Start of Block
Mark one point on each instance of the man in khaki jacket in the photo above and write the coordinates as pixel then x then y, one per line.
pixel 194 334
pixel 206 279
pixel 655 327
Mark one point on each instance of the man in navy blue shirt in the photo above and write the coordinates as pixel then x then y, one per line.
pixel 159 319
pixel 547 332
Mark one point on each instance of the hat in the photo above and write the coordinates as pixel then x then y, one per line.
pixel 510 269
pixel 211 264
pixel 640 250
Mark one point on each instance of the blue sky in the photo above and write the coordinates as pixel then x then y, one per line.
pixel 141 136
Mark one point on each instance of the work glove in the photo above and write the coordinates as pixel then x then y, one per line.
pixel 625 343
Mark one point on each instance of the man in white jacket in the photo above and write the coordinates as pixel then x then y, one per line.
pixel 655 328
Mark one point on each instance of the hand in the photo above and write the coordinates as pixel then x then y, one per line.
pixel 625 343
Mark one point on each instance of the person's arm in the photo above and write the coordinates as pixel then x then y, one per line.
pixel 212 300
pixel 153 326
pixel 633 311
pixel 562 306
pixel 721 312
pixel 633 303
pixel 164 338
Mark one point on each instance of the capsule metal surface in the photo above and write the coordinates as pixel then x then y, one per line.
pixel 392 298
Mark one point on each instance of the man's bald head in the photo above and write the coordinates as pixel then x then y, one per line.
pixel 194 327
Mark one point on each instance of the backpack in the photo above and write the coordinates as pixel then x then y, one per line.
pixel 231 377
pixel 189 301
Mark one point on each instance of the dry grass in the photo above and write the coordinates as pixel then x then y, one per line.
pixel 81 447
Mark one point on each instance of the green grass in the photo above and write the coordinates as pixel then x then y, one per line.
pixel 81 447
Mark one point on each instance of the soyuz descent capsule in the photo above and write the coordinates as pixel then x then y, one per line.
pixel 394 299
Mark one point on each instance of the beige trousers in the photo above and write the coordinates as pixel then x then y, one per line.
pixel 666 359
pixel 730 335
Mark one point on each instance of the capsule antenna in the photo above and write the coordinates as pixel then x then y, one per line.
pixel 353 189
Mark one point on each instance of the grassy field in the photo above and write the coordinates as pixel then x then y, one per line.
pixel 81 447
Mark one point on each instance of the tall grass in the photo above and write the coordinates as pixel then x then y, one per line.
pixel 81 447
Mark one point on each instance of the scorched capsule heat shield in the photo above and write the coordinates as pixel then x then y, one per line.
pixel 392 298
End of Block
▶ What you should do
Repeat the data in its entirety, exactly as written.

▶ Exercise response
Mark one point on each instance of the man in khaki jacket in the photo above and write the coordinates as pixel then x then y, one per line.
pixel 194 334
pixel 206 279
pixel 655 327
Mark one point on each instance of the man in navy blue shirt in the photo above and write the coordinates as pixel then x then y, one per line.
pixel 159 319
pixel 547 332
Mark one point on each instance of the hat in the photo above and write the coordinates as pixel then x then y, one per line.
pixel 510 269
pixel 211 264
pixel 640 250
Mark one point on each instance of the blue sky in the photo above and write the coordinates as pixel then x then y, one per line.
pixel 141 136
Mark one point on each instance of the work glove in the photo above and write the coordinates as pixel then x then y, one per line.
pixel 625 343
Mark one point on each instance of the man in white jacket in the photo above and write the coordinates as pixel then x then y, one per line.
pixel 655 328
Mark one point on each instance of the hand in the photo above and write the coordinates as pixel then x then y, one per line.
pixel 625 343
Mark one point on each instance of the person's arm in the photo above and write the coordinates as pixel then x then y, one per line.
pixel 212 300
pixel 153 326
pixel 633 311
pixel 562 306
pixel 721 312
pixel 633 303
pixel 164 338
Mark one point on each instance of the capsule metal surface in the photo above and write the coordinates as pixel then x then y, one per line.
pixel 392 298
Mark one point on each instance of the man's bald head in the photo above and write the coordinates as pixel then x then y, one per line.
pixel 194 327
Mark one point on each instance of the backpack in the photo above and write the coordinates as pixel then x then y, one per line.
pixel 231 377
pixel 189 301
Mark one point on each instance of the dry grass in the photo above and write the coordinates as pixel then x then y, one per line.
pixel 81 447
Mark one point on each instance of the green grass in the photo above and write the coordinates as pixel then x then y, one per line.
pixel 81 447
Mark one point on each instance of the soyuz descent capsule in the photo above and write the coordinates as pixel then x then y, one per line.
pixel 394 299
Mark one point on each instance of the beige trousers in the photo above and write the coordinates as pixel then x then y, one per line.
pixel 666 359
pixel 730 335
Mark one point on each instance of the capsule antenna in the photo above and write the coordinates as pixel then x then y, one per line.
pixel 353 189
Mark one point on each instance of the grassy field in the photo above and write the coordinates as pixel then x then y, one per line.
pixel 81 447
Mark one point on each instance of the tall grass in the photo above and write the coordinates as pixel then x then y, one per line.
pixel 81 447
Mark one point on each instance of the scorched capsule heat shield in the photo above and write the coordinates as pixel then x then y, one per line.
pixel 392 298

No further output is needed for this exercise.